### DATI FORNITI
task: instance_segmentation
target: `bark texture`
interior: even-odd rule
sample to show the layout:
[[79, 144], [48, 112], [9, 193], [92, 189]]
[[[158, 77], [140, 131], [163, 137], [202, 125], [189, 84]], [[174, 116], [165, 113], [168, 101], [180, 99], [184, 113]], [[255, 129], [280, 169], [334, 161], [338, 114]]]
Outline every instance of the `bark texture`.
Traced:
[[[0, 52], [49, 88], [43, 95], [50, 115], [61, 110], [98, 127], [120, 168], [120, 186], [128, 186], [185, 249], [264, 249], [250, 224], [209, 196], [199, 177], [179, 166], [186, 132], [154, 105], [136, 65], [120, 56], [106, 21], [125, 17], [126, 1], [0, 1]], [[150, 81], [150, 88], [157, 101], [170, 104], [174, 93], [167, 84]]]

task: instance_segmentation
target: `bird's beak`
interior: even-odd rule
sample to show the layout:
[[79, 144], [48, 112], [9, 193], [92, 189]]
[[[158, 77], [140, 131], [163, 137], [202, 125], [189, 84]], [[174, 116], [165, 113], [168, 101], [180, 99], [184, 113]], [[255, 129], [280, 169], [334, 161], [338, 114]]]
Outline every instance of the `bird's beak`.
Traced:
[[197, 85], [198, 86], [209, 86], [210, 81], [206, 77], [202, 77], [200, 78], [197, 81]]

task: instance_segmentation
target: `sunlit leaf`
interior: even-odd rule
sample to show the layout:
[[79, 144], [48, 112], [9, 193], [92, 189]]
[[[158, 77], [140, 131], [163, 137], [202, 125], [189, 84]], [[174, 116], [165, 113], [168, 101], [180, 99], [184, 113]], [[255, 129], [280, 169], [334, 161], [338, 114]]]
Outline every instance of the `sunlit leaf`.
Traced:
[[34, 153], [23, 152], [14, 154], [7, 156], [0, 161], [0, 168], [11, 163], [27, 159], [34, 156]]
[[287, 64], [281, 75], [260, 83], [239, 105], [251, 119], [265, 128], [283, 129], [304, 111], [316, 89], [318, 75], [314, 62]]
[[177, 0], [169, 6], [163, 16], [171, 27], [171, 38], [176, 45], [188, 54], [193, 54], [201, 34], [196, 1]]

### TESTO DEL PROBLEMA
Ricopia parola per parola tutte le righe dei record qui sopra, senza cambiare nulla.

### RISPOSTA AL PROBLEMA
task: instance_segmentation
target: `bark texture`
interior: even-odd rule
sample to show the layout:
[[79, 144], [48, 112], [9, 193], [92, 189]]
[[[158, 77], [140, 131], [163, 137], [202, 125], [189, 84]], [[174, 116], [165, 113], [168, 101], [180, 99], [184, 113]], [[255, 129], [280, 169], [334, 161], [338, 114]]]
Outline every instance of the `bark texture`.
Traced:
[[[0, 52], [49, 88], [43, 95], [50, 115], [61, 110], [98, 127], [120, 168], [120, 186], [128, 186], [185, 249], [264, 249], [250, 224], [209, 196], [199, 177], [179, 166], [186, 132], [154, 105], [136, 65], [120, 56], [106, 21], [125, 17], [126, 1], [0, 1]], [[150, 81], [150, 88], [157, 101], [170, 104], [174, 93], [167, 84]]]

task: instance_segmentation
target: `bird's beak`
interior: even-odd rule
sample to show the layout:
[[79, 144], [48, 112], [9, 193], [92, 189]]
[[[158, 77], [140, 131], [163, 137], [202, 125], [189, 84]], [[174, 116], [165, 113], [168, 101], [180, 99], [184, 113]], [[255, 129], [280, 169], [334, 161], [338, 114]]]
Outline every instance of the `bird's beak`.
Traced:
[[197, 85], [198, 86], [209, 86], [210, 81], [206, 77], [202, 77], [200, 78], [197, 81]]

task: instance_segmentation
target: `sunlit leaf`
interior: even-odd rule
sample to show the layout:
[[79, 144], [48, 112], [9, 193], [92, 189]]
[[[158, 77], [140, 131], [163, 137], [202, 125], [189, 84]], [[174, 116], [165, 113], [168, 101], [180, 99], [184, 113]], [[255, 129], [280, 169], [334, 161], [338, 114]]]
Outline every instance of the `sunlit leaf`.
Traced:
[[34, 153], [23, 152], [14, 154], [7, 156], [0, 161], [0, 168], [11, 163], [27, 159], [34, 156]]
[[287, 64], [281, 75], [260, 83], [239, 105], [251, 119], [265, 128], [283, 129], [304, 111], [316, 89], [318, 75], [314, 62]]
[[177, 0], [169, 6], [163, 16], [171, 27], [171, 38], [176, 45], [188, 54], [193, 54], [201, 34], [196, 1]]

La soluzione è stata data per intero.